> _WHAT IS BEING ASKED_:
Could you copy out all of the entries exactly?

*** DATA RECORDS Section Begins ***

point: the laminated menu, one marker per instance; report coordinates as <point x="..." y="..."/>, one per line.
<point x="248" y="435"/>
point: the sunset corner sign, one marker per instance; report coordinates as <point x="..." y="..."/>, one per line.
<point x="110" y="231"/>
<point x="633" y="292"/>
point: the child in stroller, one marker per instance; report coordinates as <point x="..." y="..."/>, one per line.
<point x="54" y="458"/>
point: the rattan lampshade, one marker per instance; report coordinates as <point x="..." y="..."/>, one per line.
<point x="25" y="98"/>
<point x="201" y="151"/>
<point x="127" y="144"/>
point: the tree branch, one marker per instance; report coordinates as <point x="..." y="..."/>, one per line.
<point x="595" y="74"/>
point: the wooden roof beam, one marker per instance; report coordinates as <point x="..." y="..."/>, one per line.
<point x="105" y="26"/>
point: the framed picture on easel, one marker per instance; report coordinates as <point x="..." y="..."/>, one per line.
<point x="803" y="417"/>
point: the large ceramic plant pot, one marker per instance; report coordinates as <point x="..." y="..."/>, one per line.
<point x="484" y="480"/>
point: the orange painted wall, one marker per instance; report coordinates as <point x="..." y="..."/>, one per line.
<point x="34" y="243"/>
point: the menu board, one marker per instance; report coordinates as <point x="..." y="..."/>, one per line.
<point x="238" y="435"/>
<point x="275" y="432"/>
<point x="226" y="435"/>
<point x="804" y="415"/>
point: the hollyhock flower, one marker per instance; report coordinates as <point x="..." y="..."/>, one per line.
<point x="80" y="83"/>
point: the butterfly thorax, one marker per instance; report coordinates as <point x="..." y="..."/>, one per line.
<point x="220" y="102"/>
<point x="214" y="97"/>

*** DATA RECORDS Section Ends ***

> _TASK SOLUTION_:
point: the laminated menu, one marker per instance; report coordinates as <point x="..." y="..."/>, one per line.
<point x="248" y="435"/>
point: the sunset corner sign, one marker per instance; report coordinates as <point x="..." y="..."/>, one per line.
<point x="110" y="231"/>
<point x="633" y="292"/>
point: the child in stroller, one marker per instance; report coordinates as <point x="..." y="..."/>, one per line.
<point x="54" y="458"/>
point: the rattan lampshade, one marker per instance; report coordinates as <point x="..." y="..."/>, one per line.
<point x="25" y="98"/>
<point x="201" y="151"/>
<point x="127" y="144"/>
point: the tree branch, one marker per instance; report coordinates as <point x="..." y="..."/>, one per line.
<point x="595" y="74"/>
point: the wooden roof beam, one marker per instance; report coordinates as <point x="..." y="..."/>, one per line.
<point x="105" y="26"/>
point: the framed picture on easel, one marker per instance; report coordinates as <point x="..." y="..."/>, one per line.
<point x="803" y="417"/>
point: the large ceramic plant pot, one marker per instance; report coordinates as <point x="..." y="..."/>, one per line.
<point x="484" y="480"/>
point: the orange painted wall, one marker per instance; report coordinates as <point x="..." y="..."/>, one per line.
<point x="34" y="243"/>
point: the menu board, one marker per instance; report coordinates as <point x="..." y="..."/>, one per line.
<point x="238" y="435"/>
<point x="275" y="432"/>
<point x="226" y="435"/>
<point x="804" y="415"/>
point: the hollyhock flower, one marker per instance; report coordinates as <point x="..." y="..."/>, one per line.
<point x="80" y="83"/>
point: the butterfly thorax, one marker per instance; report coordinates as <point x="..." y="..."/>, one per line.
<point x="220" y="102"/>
<point x="214" y="97"/>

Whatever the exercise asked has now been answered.